═══ EXTRACTED DATA

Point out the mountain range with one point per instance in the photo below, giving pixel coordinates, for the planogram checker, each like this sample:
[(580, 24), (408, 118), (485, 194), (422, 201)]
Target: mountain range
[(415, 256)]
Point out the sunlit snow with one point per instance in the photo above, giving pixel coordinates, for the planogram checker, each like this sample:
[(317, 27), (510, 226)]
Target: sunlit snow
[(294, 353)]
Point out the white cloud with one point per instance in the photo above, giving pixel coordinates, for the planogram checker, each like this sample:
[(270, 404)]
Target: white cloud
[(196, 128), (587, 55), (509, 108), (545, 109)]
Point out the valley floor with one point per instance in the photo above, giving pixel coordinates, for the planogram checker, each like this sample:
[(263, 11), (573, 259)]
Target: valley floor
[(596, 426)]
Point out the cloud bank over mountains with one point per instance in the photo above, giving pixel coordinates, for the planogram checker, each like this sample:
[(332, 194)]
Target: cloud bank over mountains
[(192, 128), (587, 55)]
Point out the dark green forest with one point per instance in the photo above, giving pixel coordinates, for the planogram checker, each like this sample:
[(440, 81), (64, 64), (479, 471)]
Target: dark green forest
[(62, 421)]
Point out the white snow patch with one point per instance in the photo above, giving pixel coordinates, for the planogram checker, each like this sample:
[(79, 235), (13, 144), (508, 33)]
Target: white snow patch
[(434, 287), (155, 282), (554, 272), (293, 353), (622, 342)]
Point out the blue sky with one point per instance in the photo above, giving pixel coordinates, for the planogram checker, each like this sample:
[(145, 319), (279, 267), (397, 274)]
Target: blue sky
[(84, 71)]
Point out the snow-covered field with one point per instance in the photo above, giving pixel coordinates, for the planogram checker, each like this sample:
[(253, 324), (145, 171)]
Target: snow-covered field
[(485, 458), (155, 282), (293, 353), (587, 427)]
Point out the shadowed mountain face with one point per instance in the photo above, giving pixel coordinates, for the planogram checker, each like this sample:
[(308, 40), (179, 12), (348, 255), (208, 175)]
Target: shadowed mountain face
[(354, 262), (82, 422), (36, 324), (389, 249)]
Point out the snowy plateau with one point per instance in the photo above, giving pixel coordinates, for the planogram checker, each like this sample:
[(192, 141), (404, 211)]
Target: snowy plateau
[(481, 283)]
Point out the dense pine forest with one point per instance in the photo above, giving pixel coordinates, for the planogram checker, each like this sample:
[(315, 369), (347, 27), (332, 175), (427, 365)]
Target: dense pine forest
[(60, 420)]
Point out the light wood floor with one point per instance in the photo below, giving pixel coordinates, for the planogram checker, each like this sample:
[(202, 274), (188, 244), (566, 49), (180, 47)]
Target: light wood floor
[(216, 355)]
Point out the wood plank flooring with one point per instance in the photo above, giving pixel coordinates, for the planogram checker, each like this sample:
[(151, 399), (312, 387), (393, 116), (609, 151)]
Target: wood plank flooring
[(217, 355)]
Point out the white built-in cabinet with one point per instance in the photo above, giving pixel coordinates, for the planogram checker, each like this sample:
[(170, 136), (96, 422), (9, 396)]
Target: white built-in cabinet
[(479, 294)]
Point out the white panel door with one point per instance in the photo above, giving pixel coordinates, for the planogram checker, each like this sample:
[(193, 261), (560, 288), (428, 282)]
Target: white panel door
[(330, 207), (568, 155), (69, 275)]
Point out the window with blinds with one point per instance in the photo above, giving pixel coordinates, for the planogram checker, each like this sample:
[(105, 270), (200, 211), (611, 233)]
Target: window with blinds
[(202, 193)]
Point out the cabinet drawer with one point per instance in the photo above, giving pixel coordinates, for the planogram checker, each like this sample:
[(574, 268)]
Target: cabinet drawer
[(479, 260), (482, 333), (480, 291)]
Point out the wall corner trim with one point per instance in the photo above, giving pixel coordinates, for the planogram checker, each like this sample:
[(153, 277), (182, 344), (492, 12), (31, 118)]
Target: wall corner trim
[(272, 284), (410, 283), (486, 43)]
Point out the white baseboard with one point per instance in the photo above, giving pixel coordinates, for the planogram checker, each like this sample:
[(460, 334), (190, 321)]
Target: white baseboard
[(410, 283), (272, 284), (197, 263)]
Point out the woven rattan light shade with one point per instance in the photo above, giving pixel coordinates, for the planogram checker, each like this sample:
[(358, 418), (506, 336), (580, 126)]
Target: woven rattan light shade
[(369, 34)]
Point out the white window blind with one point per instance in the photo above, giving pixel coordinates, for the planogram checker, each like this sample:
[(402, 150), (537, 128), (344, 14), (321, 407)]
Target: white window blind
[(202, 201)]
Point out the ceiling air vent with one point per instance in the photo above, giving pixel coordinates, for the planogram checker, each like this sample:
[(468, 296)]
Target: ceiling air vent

══════

▶ **TASK BRIEF**
In the listing above, find the line with "Target: wood plank flooring" and the line with "[(170, 136), (96, 422), (9, 396)]", then reproduce both and every line between them exactly.

▶ **SOLVED PROBLEM**
Target: wood plank flooring
[(217, 355)]
Point out the white built-in cabinet with one point per instance in the photo above, giving pixel coordinates, for the planogram checker, each like this sample:
[(170, 136), (96, 422), (9, 396)]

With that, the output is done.